→ SET TASK
Collect every line of the data below that contains the word "woman", and copy each one.

>> start THE INPUT

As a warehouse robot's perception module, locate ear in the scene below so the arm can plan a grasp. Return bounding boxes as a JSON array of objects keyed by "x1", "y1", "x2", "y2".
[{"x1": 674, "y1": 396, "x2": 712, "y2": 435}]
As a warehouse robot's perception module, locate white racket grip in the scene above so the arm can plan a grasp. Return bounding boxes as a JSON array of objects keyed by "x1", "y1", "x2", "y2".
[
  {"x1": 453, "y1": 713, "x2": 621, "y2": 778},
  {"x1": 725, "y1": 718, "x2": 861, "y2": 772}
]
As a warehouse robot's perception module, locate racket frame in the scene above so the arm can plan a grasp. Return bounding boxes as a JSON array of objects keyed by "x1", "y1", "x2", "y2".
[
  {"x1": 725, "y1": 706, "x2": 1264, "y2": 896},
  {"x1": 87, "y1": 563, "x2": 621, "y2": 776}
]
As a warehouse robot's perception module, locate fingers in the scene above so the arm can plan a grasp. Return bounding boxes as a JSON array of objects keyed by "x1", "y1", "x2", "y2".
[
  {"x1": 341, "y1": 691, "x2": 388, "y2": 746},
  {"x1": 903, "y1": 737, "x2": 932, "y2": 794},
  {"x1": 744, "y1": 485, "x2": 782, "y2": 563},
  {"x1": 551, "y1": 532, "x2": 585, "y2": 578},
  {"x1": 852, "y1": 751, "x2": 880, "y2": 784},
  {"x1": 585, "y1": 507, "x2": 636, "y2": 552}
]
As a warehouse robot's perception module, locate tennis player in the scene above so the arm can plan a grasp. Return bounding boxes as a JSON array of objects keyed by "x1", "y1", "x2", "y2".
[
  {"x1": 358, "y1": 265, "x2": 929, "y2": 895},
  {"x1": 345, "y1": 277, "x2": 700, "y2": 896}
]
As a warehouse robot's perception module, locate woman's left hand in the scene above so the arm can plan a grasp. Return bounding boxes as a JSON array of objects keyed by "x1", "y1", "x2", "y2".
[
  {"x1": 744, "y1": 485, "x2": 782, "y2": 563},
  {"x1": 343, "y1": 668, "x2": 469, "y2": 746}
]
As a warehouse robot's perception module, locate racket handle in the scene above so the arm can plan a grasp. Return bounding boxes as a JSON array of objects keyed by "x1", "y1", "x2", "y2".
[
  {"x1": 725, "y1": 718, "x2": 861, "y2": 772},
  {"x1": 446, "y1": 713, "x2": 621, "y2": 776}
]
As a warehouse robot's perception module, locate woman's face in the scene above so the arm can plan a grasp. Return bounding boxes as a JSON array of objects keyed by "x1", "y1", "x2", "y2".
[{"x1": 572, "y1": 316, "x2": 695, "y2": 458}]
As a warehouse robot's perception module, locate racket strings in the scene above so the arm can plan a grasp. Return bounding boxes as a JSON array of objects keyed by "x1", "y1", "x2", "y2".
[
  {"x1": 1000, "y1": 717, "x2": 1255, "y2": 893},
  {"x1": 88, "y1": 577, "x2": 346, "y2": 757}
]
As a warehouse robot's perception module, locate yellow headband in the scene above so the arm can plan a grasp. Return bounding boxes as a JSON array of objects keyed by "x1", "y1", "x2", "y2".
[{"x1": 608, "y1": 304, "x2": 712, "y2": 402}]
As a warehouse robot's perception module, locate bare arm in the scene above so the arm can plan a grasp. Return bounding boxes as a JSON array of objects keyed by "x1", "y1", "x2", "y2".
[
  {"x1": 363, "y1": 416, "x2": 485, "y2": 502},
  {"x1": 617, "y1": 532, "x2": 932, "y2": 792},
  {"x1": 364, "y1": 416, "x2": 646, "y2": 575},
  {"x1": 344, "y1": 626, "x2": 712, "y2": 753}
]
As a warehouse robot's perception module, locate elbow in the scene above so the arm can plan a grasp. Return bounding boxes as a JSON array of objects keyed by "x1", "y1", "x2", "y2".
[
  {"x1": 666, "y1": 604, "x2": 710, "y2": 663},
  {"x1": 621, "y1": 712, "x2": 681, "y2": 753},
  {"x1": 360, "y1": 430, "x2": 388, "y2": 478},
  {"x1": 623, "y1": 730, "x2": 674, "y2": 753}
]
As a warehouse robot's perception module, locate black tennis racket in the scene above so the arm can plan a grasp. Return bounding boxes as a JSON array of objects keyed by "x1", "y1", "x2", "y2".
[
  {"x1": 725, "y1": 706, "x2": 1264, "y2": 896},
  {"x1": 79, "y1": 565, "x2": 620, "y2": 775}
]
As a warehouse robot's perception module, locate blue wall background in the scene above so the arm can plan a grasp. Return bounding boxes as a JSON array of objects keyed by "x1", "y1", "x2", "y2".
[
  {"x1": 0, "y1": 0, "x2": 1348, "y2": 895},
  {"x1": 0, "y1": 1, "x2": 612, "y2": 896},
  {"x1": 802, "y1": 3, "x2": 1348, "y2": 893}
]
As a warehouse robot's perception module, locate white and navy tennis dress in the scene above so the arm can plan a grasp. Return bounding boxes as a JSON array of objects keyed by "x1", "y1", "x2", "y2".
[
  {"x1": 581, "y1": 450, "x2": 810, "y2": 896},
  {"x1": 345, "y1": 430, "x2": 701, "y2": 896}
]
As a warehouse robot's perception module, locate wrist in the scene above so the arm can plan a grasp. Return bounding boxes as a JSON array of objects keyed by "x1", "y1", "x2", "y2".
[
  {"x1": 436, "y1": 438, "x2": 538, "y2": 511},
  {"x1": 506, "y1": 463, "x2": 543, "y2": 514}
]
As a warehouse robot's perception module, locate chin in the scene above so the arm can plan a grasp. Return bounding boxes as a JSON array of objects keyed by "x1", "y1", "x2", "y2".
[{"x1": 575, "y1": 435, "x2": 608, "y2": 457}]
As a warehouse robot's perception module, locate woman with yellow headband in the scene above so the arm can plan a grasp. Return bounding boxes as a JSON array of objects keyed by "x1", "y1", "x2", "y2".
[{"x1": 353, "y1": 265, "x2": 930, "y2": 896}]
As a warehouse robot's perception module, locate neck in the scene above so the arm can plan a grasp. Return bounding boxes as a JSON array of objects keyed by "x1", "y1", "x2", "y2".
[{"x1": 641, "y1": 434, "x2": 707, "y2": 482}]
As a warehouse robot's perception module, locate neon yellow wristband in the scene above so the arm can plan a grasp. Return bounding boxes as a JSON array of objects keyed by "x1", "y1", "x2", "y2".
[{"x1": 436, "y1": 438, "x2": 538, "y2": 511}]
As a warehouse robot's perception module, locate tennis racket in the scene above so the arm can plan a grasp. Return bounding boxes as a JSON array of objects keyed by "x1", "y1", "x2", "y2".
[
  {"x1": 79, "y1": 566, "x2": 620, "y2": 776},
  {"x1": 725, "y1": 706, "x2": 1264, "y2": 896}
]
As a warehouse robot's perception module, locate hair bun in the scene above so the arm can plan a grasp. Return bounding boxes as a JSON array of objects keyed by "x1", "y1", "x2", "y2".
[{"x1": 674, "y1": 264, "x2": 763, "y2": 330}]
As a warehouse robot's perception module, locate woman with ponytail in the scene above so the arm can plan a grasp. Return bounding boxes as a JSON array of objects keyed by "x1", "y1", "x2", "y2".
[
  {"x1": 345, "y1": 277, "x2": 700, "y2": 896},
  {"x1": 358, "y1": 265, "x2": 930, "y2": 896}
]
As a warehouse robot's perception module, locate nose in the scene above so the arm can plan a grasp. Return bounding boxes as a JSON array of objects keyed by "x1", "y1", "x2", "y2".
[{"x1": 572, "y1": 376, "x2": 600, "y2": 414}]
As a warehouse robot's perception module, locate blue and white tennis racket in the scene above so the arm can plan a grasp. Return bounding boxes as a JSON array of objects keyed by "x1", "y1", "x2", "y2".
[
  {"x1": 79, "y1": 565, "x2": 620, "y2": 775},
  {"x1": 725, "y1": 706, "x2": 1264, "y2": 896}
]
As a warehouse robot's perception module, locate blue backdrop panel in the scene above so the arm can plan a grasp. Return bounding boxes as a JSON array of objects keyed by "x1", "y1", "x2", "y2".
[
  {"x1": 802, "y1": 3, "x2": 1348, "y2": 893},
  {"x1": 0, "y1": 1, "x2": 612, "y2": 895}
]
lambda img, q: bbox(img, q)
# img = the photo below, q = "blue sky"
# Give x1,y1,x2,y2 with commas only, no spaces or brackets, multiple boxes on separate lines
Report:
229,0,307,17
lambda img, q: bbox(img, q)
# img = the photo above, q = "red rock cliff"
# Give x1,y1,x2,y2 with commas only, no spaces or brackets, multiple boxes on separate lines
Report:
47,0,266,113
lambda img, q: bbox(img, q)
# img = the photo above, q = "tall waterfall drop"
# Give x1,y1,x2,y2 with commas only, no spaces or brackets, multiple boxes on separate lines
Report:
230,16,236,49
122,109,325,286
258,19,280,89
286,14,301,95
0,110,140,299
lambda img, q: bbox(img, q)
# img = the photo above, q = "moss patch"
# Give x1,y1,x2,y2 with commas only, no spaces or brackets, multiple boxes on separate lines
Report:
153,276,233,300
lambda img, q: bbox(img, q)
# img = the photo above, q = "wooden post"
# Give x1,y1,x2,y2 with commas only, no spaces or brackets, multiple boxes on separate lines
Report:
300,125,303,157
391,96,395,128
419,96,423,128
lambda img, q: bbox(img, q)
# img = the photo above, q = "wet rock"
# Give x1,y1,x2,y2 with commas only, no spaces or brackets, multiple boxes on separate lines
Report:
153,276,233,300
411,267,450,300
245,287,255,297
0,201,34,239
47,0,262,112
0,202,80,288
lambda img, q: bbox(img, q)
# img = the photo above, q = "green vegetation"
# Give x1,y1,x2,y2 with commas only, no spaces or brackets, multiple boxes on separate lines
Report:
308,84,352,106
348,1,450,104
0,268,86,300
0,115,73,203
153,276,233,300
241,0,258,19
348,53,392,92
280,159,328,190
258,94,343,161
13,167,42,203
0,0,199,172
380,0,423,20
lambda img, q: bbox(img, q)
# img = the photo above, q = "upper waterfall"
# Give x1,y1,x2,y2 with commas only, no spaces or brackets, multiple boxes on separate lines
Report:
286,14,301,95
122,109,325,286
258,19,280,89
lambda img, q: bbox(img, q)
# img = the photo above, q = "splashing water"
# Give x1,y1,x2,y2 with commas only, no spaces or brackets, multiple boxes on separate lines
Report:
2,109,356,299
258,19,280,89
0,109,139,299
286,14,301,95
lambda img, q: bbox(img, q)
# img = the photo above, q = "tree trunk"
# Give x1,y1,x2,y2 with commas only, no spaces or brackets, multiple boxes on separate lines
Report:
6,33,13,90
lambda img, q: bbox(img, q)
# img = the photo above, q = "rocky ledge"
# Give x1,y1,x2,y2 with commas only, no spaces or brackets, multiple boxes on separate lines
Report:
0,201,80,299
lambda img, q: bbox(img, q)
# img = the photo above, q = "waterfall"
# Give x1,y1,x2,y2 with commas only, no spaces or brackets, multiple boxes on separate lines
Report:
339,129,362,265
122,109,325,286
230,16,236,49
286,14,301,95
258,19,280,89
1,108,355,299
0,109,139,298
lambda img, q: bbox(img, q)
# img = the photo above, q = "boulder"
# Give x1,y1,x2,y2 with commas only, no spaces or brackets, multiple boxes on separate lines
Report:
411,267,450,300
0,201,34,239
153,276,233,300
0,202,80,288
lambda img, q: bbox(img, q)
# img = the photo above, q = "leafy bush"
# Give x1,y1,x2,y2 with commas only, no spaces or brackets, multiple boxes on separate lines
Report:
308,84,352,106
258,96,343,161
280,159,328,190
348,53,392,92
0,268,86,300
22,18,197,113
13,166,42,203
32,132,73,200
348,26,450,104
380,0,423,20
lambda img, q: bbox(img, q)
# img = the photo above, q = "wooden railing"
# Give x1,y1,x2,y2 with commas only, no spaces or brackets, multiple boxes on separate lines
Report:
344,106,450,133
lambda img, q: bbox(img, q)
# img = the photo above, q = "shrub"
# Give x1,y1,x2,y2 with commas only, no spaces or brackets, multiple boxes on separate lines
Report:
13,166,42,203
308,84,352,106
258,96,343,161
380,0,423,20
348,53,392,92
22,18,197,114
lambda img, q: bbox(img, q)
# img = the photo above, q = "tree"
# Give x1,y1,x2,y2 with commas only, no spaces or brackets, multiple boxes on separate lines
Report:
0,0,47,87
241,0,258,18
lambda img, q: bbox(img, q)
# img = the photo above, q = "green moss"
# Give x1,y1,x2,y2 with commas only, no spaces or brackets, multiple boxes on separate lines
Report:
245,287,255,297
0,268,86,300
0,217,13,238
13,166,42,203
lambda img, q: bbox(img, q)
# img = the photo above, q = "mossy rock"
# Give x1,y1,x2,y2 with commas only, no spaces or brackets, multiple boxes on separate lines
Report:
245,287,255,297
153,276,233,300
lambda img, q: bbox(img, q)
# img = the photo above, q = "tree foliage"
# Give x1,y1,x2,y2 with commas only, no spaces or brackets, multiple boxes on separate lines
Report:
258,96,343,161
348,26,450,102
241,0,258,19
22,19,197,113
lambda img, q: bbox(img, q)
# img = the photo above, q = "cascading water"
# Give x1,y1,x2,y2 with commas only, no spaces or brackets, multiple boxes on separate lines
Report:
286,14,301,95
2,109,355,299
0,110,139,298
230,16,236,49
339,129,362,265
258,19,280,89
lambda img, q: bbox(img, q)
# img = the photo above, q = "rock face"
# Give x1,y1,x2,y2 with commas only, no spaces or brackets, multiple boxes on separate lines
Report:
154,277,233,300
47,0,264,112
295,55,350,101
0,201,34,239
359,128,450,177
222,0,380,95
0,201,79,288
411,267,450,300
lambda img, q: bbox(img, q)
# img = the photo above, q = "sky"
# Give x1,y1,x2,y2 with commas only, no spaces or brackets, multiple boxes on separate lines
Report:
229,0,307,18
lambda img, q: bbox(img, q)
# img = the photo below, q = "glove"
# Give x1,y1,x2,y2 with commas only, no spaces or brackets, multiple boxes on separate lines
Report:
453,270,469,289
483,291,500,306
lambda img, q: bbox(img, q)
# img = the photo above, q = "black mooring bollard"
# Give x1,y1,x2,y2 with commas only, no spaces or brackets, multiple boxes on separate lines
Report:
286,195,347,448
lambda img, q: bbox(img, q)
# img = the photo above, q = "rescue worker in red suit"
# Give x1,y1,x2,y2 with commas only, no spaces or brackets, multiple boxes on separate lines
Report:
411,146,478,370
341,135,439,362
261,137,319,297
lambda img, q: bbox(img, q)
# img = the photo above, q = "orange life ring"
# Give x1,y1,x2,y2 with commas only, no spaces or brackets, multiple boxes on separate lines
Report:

>> end THE INPUT

→ ANSWER TO THIS EXERCISE
As a warehouse robot's perception module, locate woman's left hand in the scene above so the arm can plan a grasp. Return bounding boxes as a JSON array of objects keyed by "x1", "y1", "x2", "y2".
As a warehouse robot's perception module, locate woman's face in the scene above so the arm can plan a grasp. Return bounding boxes as a JSON array of objects keyed by "x1", "y1", "x2", "y2".
As a warehouse robot's perception module, locate woman with yellow headband in the scene above so the arm can plan a grasp. Return bounding boxes as a JSON array of objects keyed by "x1", "y1", "x2", "y2".
As a warehouse robot's perception module, locate woman with ponytail in the scene above so the arm can plan a grasp. Return bounding boxes as a JSON array of objects keyed by "x1", "y1", "x2", "y2".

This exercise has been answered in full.